-- SELECTED TEXT follows --
Chronic Pain in a Cognitive Domain

Pain is an alarm system. This alarm rings at any indication of damaged tissue, flushing electrophysiological signals towards our brain like fire through weeds. Humans learn to respond to pain by avoiding any future actions that could stimulate the same reaction or cause the same wounds. Sometimes, however, there is no wound, and yet the alarm system still rings.

When pain seems to persist past normal healing time and acts continuously, it is categorized as chronic. Up to 20% of people in developed countries suffer from chronic pain. As opposed to acute pain, where the cause of the sensation is localized, chronic pain is often persistent and does not stem from one treatable source.1 The onset of chronic pain often begins with specific conditions such as back and neck injuries, osteoarthritis, fibromyalgia, post-surgical pain, and more.2 However, instead of a natural recovery, chronic pain typically lingers and can often be a life sentence.

Chronic pain can often fall into two categories. One of these forms of pain is induced by nerve damage, called neuropathic pain. Sometimes, neuropathic pain is traced to an issue with pain receptors, which are parts of cells that exist solely to transmit the feeling of pain; these specific cases are called nociceptive pain.3 Ultimately, chronic pain has historically been an ambiguous medical categorization for a dysfunction not fully understood.
-- SELECTED TEXT concluded --
# QUESTIONS TO ANSWER
- a) According to the passage on chronic pain, what share of people in developed countries suffer from chronic pain?
- b) Continue the passage on chronic pain from its last sentence, adding a paragraph or two.
-- GIVEN INFORMATION follows --
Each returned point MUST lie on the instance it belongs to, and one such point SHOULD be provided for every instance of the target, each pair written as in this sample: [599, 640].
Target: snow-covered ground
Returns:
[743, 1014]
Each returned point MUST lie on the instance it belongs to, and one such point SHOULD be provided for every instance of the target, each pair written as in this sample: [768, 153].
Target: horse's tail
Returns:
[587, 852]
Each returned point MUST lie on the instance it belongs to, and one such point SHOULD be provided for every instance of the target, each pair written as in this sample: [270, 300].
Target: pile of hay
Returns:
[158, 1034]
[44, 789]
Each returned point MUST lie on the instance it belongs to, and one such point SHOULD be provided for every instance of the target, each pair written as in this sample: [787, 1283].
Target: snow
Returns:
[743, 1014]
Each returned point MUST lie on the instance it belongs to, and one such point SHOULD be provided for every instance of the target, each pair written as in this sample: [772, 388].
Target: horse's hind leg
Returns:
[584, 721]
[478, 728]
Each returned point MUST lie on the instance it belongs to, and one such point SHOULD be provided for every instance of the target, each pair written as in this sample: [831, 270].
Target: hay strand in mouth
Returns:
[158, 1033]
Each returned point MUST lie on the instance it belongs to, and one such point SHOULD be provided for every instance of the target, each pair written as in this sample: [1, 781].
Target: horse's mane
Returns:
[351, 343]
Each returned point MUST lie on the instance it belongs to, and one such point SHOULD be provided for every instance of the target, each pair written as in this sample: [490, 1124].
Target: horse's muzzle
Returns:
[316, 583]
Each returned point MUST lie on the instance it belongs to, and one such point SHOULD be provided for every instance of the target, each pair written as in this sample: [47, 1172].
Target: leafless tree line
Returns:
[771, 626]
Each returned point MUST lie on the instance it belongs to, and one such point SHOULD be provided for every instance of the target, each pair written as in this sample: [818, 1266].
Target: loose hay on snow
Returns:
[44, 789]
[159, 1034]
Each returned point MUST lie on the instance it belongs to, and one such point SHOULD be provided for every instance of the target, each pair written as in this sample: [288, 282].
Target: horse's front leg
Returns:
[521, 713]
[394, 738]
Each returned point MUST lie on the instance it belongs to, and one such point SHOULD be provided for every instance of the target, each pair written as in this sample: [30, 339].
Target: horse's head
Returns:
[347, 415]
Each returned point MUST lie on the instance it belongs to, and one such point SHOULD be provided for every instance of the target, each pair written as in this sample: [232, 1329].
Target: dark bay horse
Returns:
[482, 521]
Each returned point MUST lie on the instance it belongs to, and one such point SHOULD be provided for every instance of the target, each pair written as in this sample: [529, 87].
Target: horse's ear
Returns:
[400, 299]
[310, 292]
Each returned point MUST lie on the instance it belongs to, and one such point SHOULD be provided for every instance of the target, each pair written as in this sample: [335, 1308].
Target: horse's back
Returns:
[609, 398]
-- GIVEN INFORMATION concluded --
# OUTPUTS BY TASK
- a) Up to 20%.

- b)
How We Understand Chronic Pain

To say chronic pain elicits frustration is an understatement. For both patients and doctors, there is an expectation to cure that which generally cannot be localized and physically treated. The treatments for chronic pain that do exist are typically not long-lasting or may lead to addiction and distress. Chronic pain is deeply intertwined with issues such as the opioid epidemic, in which patients have developed addictions to pain-relieving drugs.4 Furthermore, recent technologies such as spinal cord stimulation (see Figure 1) continuously dishearten patients when they do not permanently cure their pain.1

Figure 1: An anterior view of a spinal cord stimulator implanted into the spine to send electrophysical signals to specific parts of the spinal cord, masking pain with a more comfortable tingling sensation.

Chronic pain, as such, is latent with stories of dependence and disappointment. This is especially seen in high impact patients, for whom the pain affects daily activity. In many cases, to be a victim of chronic pain is to be subject to seemingly endless physical and emotional tribulations. Researchers have begun to recognize this binary—the physiological side and the psychological side. The recognition of the latter dimension has rapidly opened doors in pursuit of methods to treat chronic pain. The field has taken a sharp redirection towards interdisciplinary cognitive studies, modeling chronic pain in both neurological and psychological conditions.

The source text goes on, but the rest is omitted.